第9章 モンゴメリが遺してくれたもの(2)

モンゴメリはいつでも、現実への絶望を創造の世界へと昇華させることで精神のバランスを保った作家でした。
夫の精神的病い、親友の死、共産主義とナチスによる戦争の影、大恐慌による不況、そして長男との不和という後半生の暗闇の中でも、より一層の光を求めたモンゴメリが手にした果実がアン・シリーズの最後の二作品、『幸福』と『炉辺荘』だったのでしょう。
しかし、激化する一方の戦争のニュースや、唯一の救いである次男が徴兵されてしまうという現実を前にした年老いたモンゴメリは、1940年の後半に不注意から手を痛めてペンを握ることができなくなったことをきっかけに、何よりも大切な創作への意欲を失ってしまうのです。

かつて若い時分にウィーバーに書き送った「Go!」と言える母親の気概は、もう残されていませんでした。
モンゴメリは自身の神経衰弱の治療を諦め、1942年の4月24日にその67年の生涯を終えたと伝えられています。

「親しい友よ
お見舞いの品をありがとうございました。
具合は良くありませんし、良くなることもないでしょう。
でも、わたしたちの長年の友情を神に感謝しています。
たぶん、もっと幸福な別の世界に生まれかわったときに、再びこの友情のつづきを持てるでしょう。
この一年間は絶え間のない打撃の連続でした。
長男は生活をめちゃくちゃにし、その上、妻は彼のもとを去りました。
夫の神経の状態は、わたしよりももっとひどいのです。
わたしは夫の発作がどういう性質のものか、二十年以上もあなたに知らせないできました。

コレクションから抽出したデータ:
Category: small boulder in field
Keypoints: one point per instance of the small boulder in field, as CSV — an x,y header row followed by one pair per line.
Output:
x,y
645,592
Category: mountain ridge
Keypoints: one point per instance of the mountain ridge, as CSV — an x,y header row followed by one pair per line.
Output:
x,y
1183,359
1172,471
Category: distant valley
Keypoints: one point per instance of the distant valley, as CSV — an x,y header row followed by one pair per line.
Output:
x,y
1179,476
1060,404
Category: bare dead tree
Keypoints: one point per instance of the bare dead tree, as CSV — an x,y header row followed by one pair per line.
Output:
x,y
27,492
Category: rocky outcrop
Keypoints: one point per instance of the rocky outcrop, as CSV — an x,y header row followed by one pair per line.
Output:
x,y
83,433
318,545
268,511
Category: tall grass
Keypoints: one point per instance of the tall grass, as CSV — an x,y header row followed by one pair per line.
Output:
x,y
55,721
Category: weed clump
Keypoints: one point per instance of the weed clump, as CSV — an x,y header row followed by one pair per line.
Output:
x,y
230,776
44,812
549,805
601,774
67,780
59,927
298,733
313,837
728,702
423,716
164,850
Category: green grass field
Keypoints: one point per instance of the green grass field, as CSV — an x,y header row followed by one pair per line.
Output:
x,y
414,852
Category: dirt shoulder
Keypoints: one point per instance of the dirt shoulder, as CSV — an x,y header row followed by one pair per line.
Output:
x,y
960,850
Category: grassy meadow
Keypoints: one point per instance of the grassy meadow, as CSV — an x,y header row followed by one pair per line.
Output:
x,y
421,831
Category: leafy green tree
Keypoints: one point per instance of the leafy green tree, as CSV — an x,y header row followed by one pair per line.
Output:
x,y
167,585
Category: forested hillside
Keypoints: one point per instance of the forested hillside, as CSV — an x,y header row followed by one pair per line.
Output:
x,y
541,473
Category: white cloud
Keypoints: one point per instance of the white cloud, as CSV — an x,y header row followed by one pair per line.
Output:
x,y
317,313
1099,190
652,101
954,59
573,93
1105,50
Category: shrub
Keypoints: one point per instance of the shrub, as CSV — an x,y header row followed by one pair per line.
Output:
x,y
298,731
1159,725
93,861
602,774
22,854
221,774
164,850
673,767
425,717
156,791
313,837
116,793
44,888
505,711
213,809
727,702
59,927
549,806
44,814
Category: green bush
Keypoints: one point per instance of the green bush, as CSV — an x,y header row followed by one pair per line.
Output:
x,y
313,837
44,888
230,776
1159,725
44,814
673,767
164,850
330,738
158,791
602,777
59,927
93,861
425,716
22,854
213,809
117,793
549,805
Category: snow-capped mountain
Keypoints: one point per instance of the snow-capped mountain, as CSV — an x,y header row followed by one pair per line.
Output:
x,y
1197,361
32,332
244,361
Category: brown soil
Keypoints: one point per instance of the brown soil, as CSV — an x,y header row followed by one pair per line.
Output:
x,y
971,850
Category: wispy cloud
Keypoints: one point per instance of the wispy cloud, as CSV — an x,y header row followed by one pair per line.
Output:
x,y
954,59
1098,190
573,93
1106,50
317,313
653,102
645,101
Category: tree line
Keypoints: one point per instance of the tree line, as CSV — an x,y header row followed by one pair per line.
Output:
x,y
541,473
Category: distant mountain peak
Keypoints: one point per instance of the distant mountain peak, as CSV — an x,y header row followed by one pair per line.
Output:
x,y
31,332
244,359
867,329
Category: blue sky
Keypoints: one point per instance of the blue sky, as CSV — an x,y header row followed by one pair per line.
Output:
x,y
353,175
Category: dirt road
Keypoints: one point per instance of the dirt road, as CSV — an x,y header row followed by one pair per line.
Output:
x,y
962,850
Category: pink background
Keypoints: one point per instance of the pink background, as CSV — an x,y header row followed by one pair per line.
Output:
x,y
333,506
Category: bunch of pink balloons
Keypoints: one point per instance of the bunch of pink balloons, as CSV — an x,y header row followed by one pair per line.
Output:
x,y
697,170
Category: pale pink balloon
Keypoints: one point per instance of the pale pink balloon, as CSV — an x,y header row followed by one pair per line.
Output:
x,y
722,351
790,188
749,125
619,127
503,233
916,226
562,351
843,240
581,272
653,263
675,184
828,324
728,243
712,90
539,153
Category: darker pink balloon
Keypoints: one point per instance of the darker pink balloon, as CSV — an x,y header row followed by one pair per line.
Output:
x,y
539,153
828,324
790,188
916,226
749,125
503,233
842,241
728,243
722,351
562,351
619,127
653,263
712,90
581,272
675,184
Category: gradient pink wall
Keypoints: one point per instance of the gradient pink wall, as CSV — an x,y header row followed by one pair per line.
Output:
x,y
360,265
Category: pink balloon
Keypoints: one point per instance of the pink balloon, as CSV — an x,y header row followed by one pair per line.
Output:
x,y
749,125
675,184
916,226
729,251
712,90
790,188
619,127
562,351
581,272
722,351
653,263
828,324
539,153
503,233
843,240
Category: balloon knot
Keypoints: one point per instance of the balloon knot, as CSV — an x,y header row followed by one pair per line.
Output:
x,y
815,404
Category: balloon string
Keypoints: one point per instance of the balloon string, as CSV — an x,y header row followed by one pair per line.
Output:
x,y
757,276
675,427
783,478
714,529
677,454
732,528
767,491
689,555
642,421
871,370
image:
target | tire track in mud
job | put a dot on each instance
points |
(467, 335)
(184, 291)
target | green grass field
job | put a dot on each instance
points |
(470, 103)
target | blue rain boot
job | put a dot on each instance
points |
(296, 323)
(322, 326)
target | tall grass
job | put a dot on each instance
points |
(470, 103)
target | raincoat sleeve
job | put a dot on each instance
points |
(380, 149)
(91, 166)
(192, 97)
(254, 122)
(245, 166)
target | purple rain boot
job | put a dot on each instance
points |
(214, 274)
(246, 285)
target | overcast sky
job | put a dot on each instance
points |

* 設問:
1) モンゴメリについての文章では、モンゴメリは何年何月何日に生涯を終えたと伝えられているか。
2) モンゴメリについての文章から、「夫の精神的病い、親友の死、共」から「の意欲を失ってしまうのです。」までの部分をそのまま引用せよ。
3) モンゴメリについての文章を、最後の文の後から続けて書いてください。

* 解答:
1) 1942年4月24日。

2)
夫の精神的病い、親友の死、共産主義とナチスによる戦争の影、大恐慌による不況、そして長男との不和という後半生の暗闇の中でも、より一層の光を求めたモンゴメリが手にした果実がアン・シリーズの最後の二作品、『幸福』と『炉辺荘』だったのでしょう。
しかし、激化する一方の戦争のニュースや、唯一の救いである次男が徴兵されてしまうという現実を前にした年老いたモンゴメリは、1940年の後半に不注意から手を痛めてペンを握ることができなくなったことをきっかけに、何よりも大切な創作への意欲を失ってしまうのです。

3)
でも、とうとうわたしは押しつぶされてしまいました。
今年は、あなたに送る本を選びに外に出かけることはできませんでした。
皮下注射していただかなかったら、この手紙を書くことさえ無理だったのです。
あれやこれやのことに加えて、戦況がこうでは、命が縮んでしまいます。
もうすぐ次男は兵隊にとられるでしょう。
ですから、わたしは元気になろうという努力をいっさいあきらめました。
生きる目的がなくなるのですから。
神があなたを祝福し、この先長きにわたってあなたをお守り下さいますように。
わたしは、今まで、あなたの友情とお手紙ほど大切にしてきたものはほとんどありません。
かつてのわたしを覚えていて下さい。
そして、今のわたしは忘れて下さい。


真心をこめて 
おそらくこの手紙が最後のものとなるでしょう
L.M. マクドナルド」

(1941年12月23日『モンゴメリ書簡集I』p.252〜253)

このマクミランへの最後の手紙から改めて思い起こされるのは、モンゴメリが文通の最初の頃、1904年11月にマクミランに送った手紙の一文です。

「わたしは《恋人の小径》を通り抜けました --- 娘らしい愛らしさをたたえた、六月の《恋人の小径》ではなく、つらい涙を流しては齢を重ね、賞賛という衣をまとうように悲しみで全身をおおった婦人の美しさを持つ《恋人の小径》を。」
(『モンゴメリ書簡集I』p.9)

モンゴメリは、かつて予感した通り「悲しみで全身をおおった婦人の美しさ」でその生涯を閉じたのではないかと思われてなりません。
梶原さんの著書によると、「モンゴメリがマクミラン氏に宛てた八十通余りの手紙の束は、運のよいことにトランクに入れられたままのこっていた」(『「赤毛のアン」を書きたくなかったモンゴメリ』p.220)そうですが、マクミランはモンゴメリを「同類」として誰よりも理解していたからこそ、彼女からの手紙の束を公表せず、そっと旅鞄の中にしまったのではないでしょうか。

その後モンゴメリは、1941年12月26日にウィーバーへ次のような最後の手紙をしたためています。

' My dear friends: --
A hypo enables me to hold a pen for a few moments.
Thanks for your book.
I will read it if I ever am able to read again.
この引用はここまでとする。